Can you swap "engine nacelle" for "jet engine housing" in the rows from the line holding "Target: round headlight" through the last row, inclusive, and give back only those lines with everything else unchanged?

%%

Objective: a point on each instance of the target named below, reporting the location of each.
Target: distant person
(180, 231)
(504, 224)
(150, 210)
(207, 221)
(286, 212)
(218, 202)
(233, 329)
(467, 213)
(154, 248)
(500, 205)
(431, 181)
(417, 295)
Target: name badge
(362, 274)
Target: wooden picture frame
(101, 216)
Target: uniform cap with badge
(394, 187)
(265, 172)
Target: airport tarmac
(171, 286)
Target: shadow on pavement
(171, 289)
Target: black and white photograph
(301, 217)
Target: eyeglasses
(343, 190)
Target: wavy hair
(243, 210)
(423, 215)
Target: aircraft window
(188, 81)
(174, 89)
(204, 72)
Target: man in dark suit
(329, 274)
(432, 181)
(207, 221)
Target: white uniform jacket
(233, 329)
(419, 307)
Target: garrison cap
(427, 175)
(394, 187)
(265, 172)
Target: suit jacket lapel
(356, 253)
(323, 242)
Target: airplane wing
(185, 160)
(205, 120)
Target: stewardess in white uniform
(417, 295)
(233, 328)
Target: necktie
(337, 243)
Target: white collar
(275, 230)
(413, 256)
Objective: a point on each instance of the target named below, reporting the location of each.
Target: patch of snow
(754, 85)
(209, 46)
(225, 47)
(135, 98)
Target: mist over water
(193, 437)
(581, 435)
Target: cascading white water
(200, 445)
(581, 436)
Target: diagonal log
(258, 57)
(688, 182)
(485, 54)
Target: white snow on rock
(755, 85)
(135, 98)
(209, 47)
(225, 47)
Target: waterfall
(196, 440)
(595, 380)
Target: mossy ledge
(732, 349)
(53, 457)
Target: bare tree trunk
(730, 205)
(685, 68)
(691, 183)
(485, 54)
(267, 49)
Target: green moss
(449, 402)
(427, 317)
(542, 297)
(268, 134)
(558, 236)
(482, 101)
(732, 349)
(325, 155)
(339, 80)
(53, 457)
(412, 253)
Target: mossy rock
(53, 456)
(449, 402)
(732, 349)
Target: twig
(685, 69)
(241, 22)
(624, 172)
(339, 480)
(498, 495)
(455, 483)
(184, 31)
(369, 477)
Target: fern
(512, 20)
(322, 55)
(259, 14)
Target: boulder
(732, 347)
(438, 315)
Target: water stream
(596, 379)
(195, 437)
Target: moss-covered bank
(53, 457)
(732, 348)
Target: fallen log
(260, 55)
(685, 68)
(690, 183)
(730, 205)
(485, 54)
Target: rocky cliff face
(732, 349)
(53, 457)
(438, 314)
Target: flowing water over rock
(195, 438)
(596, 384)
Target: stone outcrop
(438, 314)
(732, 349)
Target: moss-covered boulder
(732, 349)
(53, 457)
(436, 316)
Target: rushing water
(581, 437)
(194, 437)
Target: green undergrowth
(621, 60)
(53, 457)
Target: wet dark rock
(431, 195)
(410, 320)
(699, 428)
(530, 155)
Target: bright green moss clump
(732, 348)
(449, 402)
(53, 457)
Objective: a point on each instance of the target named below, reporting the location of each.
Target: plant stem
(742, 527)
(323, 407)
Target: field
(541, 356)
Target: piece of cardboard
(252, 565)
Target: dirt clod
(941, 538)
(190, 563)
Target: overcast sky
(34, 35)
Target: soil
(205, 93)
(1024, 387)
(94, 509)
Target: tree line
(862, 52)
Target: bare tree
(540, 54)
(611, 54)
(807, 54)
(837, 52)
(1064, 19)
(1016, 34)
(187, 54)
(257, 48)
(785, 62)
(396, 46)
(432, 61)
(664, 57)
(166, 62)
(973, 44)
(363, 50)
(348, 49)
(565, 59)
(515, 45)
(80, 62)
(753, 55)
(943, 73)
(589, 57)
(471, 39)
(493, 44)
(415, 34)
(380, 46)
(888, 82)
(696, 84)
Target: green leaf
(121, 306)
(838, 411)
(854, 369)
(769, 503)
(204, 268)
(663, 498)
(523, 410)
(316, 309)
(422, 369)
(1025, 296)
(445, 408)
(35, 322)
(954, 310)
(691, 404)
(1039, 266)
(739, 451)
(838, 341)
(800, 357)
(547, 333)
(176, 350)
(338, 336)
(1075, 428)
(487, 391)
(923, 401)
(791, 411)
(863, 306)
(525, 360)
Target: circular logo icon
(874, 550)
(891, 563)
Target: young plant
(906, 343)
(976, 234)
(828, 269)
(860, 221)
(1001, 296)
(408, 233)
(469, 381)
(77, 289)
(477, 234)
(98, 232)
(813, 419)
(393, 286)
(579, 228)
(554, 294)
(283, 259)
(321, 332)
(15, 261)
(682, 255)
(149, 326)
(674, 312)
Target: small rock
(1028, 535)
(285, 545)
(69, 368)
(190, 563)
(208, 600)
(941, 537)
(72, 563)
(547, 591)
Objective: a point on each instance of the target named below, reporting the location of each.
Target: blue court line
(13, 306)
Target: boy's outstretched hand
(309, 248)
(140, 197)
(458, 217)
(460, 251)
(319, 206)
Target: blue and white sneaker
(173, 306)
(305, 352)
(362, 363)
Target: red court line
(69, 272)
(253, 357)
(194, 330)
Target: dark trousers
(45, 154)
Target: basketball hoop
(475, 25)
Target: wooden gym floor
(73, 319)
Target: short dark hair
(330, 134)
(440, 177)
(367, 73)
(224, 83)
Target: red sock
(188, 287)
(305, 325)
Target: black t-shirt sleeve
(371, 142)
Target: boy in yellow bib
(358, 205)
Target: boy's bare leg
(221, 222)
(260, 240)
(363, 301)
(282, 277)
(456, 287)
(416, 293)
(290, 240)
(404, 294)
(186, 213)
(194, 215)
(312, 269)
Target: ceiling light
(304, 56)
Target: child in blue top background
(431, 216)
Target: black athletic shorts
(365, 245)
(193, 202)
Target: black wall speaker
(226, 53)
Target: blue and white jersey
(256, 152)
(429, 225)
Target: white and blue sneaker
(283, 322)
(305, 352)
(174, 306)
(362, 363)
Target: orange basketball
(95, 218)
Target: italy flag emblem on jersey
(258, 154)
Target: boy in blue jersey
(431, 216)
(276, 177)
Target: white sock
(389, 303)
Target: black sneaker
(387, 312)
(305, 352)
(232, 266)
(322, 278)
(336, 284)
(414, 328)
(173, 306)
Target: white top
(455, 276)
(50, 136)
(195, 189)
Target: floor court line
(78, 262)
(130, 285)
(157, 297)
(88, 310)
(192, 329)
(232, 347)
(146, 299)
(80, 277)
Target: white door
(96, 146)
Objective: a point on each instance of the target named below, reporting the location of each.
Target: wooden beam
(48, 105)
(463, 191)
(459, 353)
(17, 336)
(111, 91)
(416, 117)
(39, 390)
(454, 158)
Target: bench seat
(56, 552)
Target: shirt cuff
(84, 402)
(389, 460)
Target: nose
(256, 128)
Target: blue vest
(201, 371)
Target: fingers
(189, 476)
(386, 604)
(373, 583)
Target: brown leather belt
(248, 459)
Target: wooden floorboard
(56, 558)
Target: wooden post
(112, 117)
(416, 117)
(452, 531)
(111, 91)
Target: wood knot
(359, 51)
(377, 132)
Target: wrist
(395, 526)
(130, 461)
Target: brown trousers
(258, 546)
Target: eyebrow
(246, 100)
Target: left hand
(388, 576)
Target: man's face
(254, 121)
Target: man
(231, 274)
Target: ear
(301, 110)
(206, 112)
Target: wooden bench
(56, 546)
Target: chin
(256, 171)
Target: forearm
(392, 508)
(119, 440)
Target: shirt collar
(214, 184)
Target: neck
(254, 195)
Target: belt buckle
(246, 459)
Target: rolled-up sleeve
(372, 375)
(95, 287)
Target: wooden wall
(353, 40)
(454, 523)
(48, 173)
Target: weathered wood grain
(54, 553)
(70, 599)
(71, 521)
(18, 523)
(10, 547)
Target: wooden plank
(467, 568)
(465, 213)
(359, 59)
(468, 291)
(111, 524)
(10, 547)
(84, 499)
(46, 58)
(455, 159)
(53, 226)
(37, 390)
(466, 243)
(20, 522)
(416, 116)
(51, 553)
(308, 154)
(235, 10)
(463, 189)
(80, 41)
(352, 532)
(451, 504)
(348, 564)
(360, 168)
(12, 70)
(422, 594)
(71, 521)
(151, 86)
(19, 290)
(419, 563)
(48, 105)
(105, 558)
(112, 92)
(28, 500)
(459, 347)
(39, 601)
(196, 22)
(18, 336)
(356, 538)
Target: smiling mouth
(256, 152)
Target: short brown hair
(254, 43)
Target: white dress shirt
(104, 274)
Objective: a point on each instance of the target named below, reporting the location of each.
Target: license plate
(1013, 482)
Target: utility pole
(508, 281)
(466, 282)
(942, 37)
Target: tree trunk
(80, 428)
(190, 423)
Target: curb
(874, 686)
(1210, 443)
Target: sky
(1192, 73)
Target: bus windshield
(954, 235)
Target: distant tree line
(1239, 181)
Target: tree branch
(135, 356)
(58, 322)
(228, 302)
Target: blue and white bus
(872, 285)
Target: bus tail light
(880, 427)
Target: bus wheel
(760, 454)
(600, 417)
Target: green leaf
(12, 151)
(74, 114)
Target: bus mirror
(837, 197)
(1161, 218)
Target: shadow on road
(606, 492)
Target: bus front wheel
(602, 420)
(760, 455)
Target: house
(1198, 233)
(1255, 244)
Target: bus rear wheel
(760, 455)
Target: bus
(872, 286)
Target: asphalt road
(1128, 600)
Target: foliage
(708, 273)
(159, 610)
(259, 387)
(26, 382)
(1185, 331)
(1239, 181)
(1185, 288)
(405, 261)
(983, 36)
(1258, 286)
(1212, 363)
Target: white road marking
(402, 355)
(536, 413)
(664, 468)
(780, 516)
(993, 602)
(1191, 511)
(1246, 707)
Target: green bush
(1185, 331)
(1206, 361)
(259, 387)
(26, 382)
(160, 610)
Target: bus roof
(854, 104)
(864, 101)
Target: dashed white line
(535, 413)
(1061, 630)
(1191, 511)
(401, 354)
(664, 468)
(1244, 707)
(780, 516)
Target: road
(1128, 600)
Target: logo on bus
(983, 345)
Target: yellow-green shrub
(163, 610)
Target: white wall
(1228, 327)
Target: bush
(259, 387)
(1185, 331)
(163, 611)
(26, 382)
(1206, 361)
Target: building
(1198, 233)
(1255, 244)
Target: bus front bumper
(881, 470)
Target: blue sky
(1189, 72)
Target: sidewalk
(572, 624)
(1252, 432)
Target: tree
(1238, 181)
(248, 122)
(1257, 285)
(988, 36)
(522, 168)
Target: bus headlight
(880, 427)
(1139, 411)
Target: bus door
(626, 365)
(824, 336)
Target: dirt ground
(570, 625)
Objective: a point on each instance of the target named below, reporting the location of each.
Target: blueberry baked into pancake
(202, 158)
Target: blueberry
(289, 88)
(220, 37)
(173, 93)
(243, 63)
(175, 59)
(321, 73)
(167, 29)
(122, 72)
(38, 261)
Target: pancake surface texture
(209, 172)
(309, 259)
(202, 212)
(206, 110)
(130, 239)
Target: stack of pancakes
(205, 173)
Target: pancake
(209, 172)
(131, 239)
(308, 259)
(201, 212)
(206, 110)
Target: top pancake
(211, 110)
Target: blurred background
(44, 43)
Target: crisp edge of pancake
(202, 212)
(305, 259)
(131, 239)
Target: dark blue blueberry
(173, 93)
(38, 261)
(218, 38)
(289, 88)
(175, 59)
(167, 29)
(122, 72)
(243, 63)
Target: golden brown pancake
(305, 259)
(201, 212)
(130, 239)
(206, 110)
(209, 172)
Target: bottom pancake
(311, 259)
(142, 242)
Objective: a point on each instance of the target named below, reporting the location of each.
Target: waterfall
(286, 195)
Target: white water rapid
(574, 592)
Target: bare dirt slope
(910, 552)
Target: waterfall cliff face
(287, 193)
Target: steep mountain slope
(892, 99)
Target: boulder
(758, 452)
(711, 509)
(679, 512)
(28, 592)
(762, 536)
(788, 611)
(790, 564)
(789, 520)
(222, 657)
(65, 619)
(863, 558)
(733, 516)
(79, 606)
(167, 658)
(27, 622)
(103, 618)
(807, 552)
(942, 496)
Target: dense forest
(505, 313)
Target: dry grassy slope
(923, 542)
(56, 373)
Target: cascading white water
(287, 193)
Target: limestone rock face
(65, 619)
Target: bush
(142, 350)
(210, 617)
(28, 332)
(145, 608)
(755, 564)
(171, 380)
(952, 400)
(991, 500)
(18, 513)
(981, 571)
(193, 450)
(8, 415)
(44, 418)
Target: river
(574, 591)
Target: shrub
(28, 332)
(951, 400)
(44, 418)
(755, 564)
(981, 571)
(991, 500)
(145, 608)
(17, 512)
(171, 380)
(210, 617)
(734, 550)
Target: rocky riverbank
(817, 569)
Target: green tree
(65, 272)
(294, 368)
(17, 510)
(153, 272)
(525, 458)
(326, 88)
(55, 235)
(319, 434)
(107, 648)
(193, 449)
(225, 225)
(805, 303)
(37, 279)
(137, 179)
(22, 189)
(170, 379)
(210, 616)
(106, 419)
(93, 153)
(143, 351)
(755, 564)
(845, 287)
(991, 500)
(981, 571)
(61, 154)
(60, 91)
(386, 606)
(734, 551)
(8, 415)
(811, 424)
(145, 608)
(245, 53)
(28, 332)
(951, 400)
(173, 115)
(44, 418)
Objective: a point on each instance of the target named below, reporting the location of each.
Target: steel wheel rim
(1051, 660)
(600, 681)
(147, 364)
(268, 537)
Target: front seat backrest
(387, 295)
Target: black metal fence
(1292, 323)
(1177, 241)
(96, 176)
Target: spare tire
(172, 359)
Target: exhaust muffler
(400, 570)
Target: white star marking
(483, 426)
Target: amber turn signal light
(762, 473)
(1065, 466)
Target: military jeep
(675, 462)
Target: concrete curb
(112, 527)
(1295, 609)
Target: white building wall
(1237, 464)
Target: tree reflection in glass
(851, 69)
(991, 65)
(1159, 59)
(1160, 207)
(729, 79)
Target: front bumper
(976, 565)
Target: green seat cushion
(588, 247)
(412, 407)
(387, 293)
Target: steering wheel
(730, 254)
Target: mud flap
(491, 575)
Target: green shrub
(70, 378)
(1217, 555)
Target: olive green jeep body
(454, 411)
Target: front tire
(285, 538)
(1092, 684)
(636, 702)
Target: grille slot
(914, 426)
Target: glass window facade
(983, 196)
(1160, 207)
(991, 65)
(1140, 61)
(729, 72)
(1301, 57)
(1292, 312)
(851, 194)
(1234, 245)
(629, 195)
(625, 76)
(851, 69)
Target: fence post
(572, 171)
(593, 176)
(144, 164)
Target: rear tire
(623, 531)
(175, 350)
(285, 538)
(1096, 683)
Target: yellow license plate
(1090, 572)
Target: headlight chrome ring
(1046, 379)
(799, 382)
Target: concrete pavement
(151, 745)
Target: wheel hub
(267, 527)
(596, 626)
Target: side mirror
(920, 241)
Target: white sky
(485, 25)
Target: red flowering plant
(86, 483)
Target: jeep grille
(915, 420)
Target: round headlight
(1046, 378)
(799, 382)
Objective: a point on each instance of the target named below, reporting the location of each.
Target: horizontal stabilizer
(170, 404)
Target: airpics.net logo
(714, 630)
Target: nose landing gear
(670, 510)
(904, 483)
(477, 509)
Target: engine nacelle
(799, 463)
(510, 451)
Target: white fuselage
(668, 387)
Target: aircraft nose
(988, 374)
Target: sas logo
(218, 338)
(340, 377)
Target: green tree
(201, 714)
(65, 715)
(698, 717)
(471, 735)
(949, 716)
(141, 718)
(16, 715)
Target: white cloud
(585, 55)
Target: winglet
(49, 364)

%%

# Exercise answer:
Target: round headlight
(1046, 378)
(799, 382)
Objective: a point on each instance of the target named below, reporting the location of each.
Target: horizontal stabilizer
(170, 404)
Target: airpics.net logo
(714, 630)
Target: nose landing gear
(670, 510)
(904, 483)
(477, 509)
Target: jet engine housing
(799, 463)
(510, 451)
Target: white fuselage
(668, 387)
Target: aircraft nose
(988, 374)
Target: sas logo
(218, 338)
(340, 377)
Target: green tree
(201, 714)
(65, 715)
(698, 717)
(471, 735)
(949, 716)
(141, 718)
(16, 715)
Target: white cloud
(585, 55)
Target: winglet
(49, 364)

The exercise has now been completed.